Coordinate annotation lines
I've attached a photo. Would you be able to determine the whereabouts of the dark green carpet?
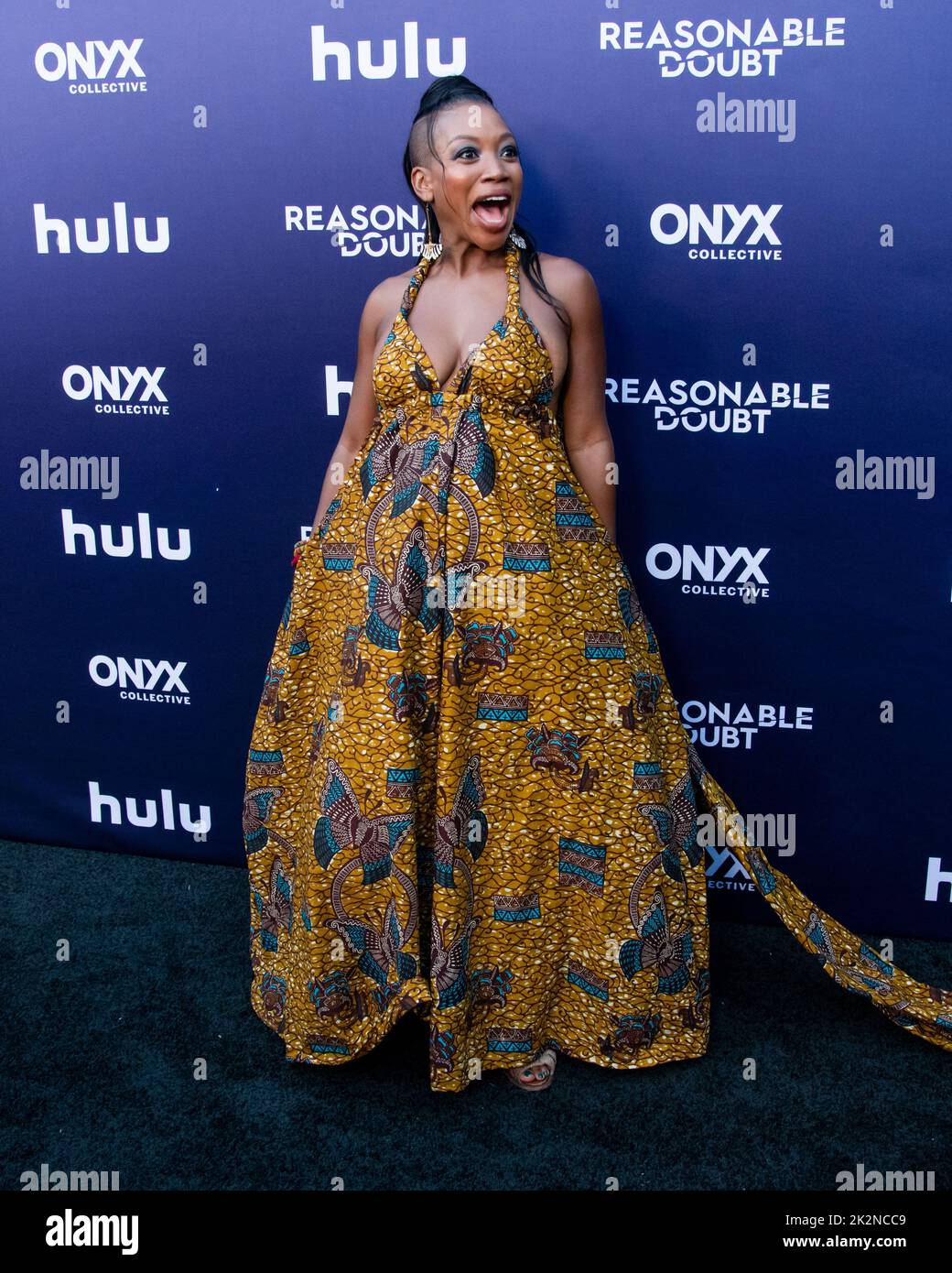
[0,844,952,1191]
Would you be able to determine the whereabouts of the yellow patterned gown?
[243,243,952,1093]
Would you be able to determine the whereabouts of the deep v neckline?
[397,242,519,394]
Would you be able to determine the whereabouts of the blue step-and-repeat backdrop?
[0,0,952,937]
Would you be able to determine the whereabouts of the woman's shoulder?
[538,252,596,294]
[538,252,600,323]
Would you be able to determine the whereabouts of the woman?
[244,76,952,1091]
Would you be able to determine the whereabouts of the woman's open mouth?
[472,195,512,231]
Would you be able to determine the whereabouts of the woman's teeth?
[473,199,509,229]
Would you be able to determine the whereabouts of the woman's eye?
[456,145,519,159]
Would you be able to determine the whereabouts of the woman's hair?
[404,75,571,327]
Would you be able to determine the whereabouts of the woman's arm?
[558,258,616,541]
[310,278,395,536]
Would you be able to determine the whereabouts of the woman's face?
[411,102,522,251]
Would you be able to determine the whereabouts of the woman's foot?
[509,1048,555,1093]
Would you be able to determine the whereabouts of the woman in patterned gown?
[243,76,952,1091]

_Stated goal:_
Extract every line above that contains the word "gown".

_Written solution:_
Would you be able to determine the whereabouts of the yellow patterned gown?
Would you be able to determine the whereabouts of the woman in patterned gown?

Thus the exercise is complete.